**Dokumen:**
::::::::
1. Tinjauan Lapangan

Menteri Lingkungan Hidup/Kepala Badan Pengendalian Lingkungan Hidup, Hanif Faisol Nurofiq, menjelaskan bahwa keempat perusahaan tersebut adalah PT Gag Nikel, PT Anugerah Surya Pratama (ASP), PT Mulia Raymond Perkasa (MRP), dan PT Kawei Sejahtera Mining (KSM).

"Tim kami telah melakukan tinjauan lapangan. Terkait kondisi ini, kami melakukan kajian lingkungan hidup strategis, serta meninjau kembali persetujuan lingkungan yang telah diberikan pada keempat lokasi," ujarnya dalam konferensi pers di Jakarta, Minggu (8/6/2025).

Lebih lanjut, Hanif menjelaskan bahwa keempat perusahaan tersebut diduga melanggar UU Nomor 1 Tahun 2014 tentang Perubahan atas UU Nomor 27 Tahun 2007 tentang Pengelolaan Wilayah Pesisir dan Pulau-Pulau Kecil. Sebab, pulau-pulau kecil dilarang untuk dimasuki aktivitas pertambangan.

Hal ini sebagaimana tertuang dalam Pasal 23 ayat (2), yang berbunyi bahwa pemanfaatan pulau-pulau kecil dan perairan di sekitarnya diprioritaskan untuk konservasi, kepentingan pendidikan dan pelatihan, penelitian dan pengembangan, budi daya laut, pariwisata, usaha perikanan dan kelautan, industri perikanan secara lestari, pertanian organik, peternakan, dan/atau pertahanan dan keamanan negara.

"Memang, berdasarkan laporan, keempat perusahaan itu berpotensi menyebabkan pencemaran lingkungan hidup dan terganggunya lanskap serta keanekaragaman hayati (biodiversity) di Raja Ampat," tambahnya.

2. Hasil Penelitian

Hanif menambahkan, berdasarkan penelitian yang telah dilakukan, sekitar 75% spesies koral dunia ada di Raja Ampat.

Selain itu, hampir seluruh wilayah atau sekitar 97% Kabupaten Raja Ampat merupakan kawasan hutan.

"Kita sudah tahu persis, di Papua Barat Daya—terutama Raja Ampat—bagaimana keanekaragaman hayatinya.

Karena secara geologi, pulau-pulau di sana tersusun dari batuan khas, sehingga hampir di seluruh pulau-pulau kecil tersebut hidup dan berkembang biak spesies koral atau terumbu karang," lanjutnya.

PT Gag merupakan pemegang Kontrak Karya (KK) Generasi VII dengan luas wilayah 13.136 hektare di Pulau Gag.

Perusahaan ini telah memasuki tahap Operasi Produksi berdasarkan SK Menteri ESDM No. 430.K/30/DJB/2017 yang berlaku hingga 30 November 2047.
::::::::
**Cuplikan Data:**
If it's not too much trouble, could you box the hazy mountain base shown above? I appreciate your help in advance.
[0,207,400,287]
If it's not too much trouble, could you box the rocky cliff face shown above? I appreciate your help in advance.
::::::::
**Uraian Tugas:**
Ringkas dokumen tentang empat perusahaan tambang di Raja Ampat dalam dua kalimat.

**Jawaban Tugas:**
Menteri Lingkungan Hidup Hanif Faisol Nurofiq menyatakan bahwa timnya telah meninjau lapangan dan meninjau kembali persetujuan lingkungan PT Gag Nikel, PT Anugerah Surya Pratama, PT Mulia Raymond Perkasa, dan PT Kawei Sejahtera Mining. Keempat perusahaan itu diduga melanggar UU Nomor 1 Tahun 2014 karena pulau-pulau kecil dilarang dimasuki aktivitas pertambangan, dan mereka berpotensi mencemari lingkungan serta mengganggu lanskap dan keanekaragaman hayati Raja Ampat, tempat sekitar 75% spesies koral dunia berada.